CONSIGNE 1 -
Quelles parties le passage fourni nomme-t-il après « ENTRE : » ?

PASSAGE FOURNI -
[TRADUCTION FRANÇAISE CERTIFIÉE, NON RÉVISÉE]
ENTRE :
ALICE MARIA Da MOTA, CABRAL De MEDEIROS
JOAO CARLOS CABRAL De MEDEIROS
PEDRO MIGUEL CABRAL De MEDEIROS
et
LE MINISTRE DE LA CITOYENNETÉ ET DE L’IMMIGRATION
MOTIFS DE L’ORDONNANCE
[1] Ces motifs font suite à l’audition d’une demande de contrôle judiciaire d’une décision, rendue le 5 avril 2007, par laquelle un agent d’examen des risques avant renvoi (l’agent), a conclu :
[TRADUCTION] Pour résumer, étant donné que l’analyse ci-dessus indique que l’État du Portugal a fait de sérieux efforts pour offrir des services de protection aux victimes de violence familiale sur le terrain, on conclut que les demandeurs peuvent se prévaloir de la protection de l’État s’ils ont besoin de l’aide de l’État et lui en faire la demande. Par conséquent, leur demande d’ERAR ne répond pas aux exigences des articles 96 ou 97 de la LIPR et ne peut être accordée.
Dans la citation qui précède, la « LIPR » s’entend bien sûr la Loi sur l’immigration et la protection des réfugiés[1].
CONTEXTE
[2] Les demandeurs sont citoyens du Portugal. Alice Maria Da Mota Cabral De Medeiros (la demanderesse principale) est la mère des deux (2) autres demandeurs.
[3] Les demandeurs sont arrivés au Canada en provenance du Portugal accompagnés du conjoint de la demanderesse qui est également le père des deux (2) autres demandeurs. Tous les membres de la famille ont revendiqué le statut de réfugié au sens de la Convention. Leurs revendications ont été rejetées. La Section de la protection des réfugiés (la SPR) a conclu qu’ils étaient des migrants économiques.

CONSIGNE 2 -
Pouvez-vous recopier à l'identique, dans les lignes de données, la partie qui s'ouvre sur la ligne contenant « # test: pin the green sepal, one » et se clôt sur celle contenant « point(101, 212) », ces deux lignes comprises ?

DONNÉES DE LA TÂCHE -
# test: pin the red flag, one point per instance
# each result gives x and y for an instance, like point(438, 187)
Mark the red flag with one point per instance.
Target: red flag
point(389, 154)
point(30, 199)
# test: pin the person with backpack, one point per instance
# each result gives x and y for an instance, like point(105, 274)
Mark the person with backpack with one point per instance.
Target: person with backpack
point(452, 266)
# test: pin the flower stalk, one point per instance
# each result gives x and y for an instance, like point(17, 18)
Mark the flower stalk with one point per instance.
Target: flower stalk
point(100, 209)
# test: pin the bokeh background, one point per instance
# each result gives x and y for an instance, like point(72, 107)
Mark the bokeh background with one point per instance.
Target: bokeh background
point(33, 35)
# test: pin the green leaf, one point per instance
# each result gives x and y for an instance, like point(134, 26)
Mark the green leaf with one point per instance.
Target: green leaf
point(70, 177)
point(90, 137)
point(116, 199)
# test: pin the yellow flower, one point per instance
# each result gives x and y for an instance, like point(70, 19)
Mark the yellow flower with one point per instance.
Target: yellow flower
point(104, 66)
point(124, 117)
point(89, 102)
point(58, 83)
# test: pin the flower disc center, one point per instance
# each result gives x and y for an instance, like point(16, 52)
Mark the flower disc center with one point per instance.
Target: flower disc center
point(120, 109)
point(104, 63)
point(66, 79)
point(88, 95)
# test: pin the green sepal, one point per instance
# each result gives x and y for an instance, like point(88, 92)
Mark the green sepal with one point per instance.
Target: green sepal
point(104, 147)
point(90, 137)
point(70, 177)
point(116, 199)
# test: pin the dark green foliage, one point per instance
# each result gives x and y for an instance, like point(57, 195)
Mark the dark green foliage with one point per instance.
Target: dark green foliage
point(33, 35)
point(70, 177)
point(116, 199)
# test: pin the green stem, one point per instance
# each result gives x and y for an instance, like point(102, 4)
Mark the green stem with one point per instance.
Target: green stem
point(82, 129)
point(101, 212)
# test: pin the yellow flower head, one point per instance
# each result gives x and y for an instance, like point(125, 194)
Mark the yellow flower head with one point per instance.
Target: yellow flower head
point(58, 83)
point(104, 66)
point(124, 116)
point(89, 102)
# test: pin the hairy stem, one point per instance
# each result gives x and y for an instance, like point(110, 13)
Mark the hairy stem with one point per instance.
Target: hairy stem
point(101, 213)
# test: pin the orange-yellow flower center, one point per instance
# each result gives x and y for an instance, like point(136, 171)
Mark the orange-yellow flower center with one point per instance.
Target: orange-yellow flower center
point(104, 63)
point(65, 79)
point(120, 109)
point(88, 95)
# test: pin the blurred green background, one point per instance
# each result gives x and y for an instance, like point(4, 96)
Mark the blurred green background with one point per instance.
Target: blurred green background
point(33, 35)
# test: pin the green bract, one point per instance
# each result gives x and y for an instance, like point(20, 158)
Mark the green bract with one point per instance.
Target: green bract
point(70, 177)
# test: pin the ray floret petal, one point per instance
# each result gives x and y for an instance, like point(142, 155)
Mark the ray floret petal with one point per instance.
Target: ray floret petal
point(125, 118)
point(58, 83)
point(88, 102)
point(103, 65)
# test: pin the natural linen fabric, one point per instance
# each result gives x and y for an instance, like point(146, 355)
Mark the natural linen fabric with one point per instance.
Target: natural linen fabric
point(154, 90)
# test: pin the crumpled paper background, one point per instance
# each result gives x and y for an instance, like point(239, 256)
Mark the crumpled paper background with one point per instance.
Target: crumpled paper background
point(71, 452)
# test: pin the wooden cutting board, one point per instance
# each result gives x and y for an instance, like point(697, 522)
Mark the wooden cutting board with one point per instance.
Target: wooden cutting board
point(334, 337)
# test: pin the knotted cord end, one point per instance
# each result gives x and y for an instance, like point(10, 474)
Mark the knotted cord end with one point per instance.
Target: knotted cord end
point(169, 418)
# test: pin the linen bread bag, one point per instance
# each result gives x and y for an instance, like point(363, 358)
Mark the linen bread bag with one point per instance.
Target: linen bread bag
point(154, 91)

RÉPONSE RÉDIGÉE 1 -
- ALICE MARIA Da MOTA, CABRAL De MEDEIROS
- JOAO CARLOS CABRAL De MEDEIROS
- PEDRO MIGUEL CABRAL De MEDEIROS
- LE MINISTRE DE LA CITOYENNETÉ ET DE L’IMMIGRATION

RÉPONSE RÉDIGÉE 2 -
# test: pin the green sepal, one point per instance
# each result gives x and y for an instance, like point(88, 92)
Mark the green sepal with one point per instance.
Target: green sepal
point(104, 147)
point(90, 137)
point(70, 177)
point(116, 199)
# test: pin the dark green foliage, one point per instance
# each result gives x and y for an instance, like point(57, 195)
Mark the dark green foliage with one point per instance.
Target: dark green foliage
point(33, 35)
point(70, 177)
point(116, 199)
# test: pin the green stem, one point per instance
# each result gives x and y for an instance, like point(102, 4)
Mark the green stem with one point per instance.
Target: green stem
point(82, 129)
point(101, 212)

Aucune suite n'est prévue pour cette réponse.